━━━━━ EXCERPTED RECORDS ━━━━━

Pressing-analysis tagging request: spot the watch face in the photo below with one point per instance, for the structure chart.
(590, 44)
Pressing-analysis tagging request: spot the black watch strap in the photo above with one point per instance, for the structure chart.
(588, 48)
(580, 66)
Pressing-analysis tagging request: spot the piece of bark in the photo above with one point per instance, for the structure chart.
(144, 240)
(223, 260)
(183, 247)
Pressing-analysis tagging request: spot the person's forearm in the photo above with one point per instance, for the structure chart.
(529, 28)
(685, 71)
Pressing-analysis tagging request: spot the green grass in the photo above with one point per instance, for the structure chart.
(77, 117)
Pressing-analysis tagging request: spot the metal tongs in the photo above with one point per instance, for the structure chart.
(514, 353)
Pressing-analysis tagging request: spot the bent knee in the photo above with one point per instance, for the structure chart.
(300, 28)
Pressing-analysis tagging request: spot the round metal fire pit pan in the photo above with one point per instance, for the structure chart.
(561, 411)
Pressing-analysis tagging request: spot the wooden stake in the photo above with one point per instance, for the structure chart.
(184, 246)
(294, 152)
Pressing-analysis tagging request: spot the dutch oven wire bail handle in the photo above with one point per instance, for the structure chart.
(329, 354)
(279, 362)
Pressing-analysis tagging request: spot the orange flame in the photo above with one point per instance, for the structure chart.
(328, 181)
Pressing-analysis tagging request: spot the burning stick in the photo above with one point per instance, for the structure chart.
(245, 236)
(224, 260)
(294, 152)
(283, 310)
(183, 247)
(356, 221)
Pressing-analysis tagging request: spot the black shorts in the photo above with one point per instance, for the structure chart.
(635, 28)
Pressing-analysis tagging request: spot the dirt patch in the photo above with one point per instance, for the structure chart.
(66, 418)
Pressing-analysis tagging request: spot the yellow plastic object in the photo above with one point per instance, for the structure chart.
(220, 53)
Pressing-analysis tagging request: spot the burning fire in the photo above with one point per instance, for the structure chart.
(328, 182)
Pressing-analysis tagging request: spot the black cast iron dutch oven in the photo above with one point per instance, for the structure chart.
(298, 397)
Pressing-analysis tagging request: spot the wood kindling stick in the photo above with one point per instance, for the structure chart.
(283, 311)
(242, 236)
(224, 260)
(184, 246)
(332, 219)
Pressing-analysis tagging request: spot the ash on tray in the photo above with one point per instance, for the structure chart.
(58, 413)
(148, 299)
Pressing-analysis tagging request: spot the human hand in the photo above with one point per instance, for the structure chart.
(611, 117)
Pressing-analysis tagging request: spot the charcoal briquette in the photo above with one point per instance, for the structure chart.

━━━━━

Please reproduce each record precisely as written.

> **RESULT FOR THIS TASK**:
Pressing-analysis tagging request: spot the watch face in the photo below with one point per instance, for the structure chart.
(590, 44)
Pressing-analysis tagging request: spot the black watch strap in the photo above with one point per instance, for the structure chart.
(588, 48)
(580, 66)
Pressing-analysis tagging request: spot the piece of bark in the photo above with one point per instance, for the structure chart.
(144, 240)
(223, 260)
(183, 247)
Pressing-analysis tagging request: spot the person's forearm in the photo above with one point per instance, for the structure chart.
(529, 28)
(685, 71)
Pressing-analysis tagging request: spot the green grass in the photo above with one point per instance, for the structure chart.
(77, 117)
Pressing-analysis tagging request: spot the metal tongs in the photo above with one point per instance, for the structure chart.
(514, 353)
Pressing-analysis tagging request: spot the bent knee in the photo above with one point per instance, for the structure chart.
(300, 28)
Pressing-analysis tagging request: spot the round metal fire pit pan in the photo above with one point per instance, for the structure chart.
(561, 411)
Pressing-analysis tagging request: spot the wooden stake in the photo above with one point per instance, for the structure chart.
(184, 246)
(294, 152)
Pressing-analysis tagging request: spot the dutch oven wire bail handle in the photo above with one point per instance, for the structure chart.
(329, 354)
(279, 362)
Pressing-analysis tagging request: spot the orange flame in the photo above with one point per instance, for the structure chart.
(328, 181)
Pressing-analysis tagging request: spot the burning stick in the photo above with one point per instance, for the structure chart.
(245, 236)
(224, 260)
(294, 152)
(283, 310)
(183, 247)
(356, 221)
Pressing-analysis tagging request: spot the black shorts in the photo above with one point per instance, for the structure chart.
(635, 28)
Pressing-analysis tagging request: spot the dirt patch in the photo above with one point per instance, for the structure chart.
(66, 418)
Pressing-analysis tagging request: spot the yellow plastic object in the photo above with one point per instance, for the structure chart.
(220, 53)
Pressing-analysis tagging request: spot the burning fire in the photo above with one point per instance, for the structure chart.
(328, 182)
Pressing-analysis tagging request: spot the black cast iron dutch oven in the photo above with one point per instance, for the structure chart.
(298, 397)
Pressing-analysis tagging request: spot the wood kindling stick in the photo above with one point per instance, for the structure chart.
(283, 311)
(242, 236)
(224, 260)
(184, 246)
(332, 219)
Pressing-analysis tagging request: spot the ash on tray in the photo above with one point per instance, for the structure chart.
(58, 413)
(148, 299)
Pressing-analysis tagging request: spot the human hand in the photo above with one point per instance, for the structure chart.
(611, 117)
Pressing-analysis tagging request: spot the charcoal briquette in the photo above with one point per instance, for the structure chart.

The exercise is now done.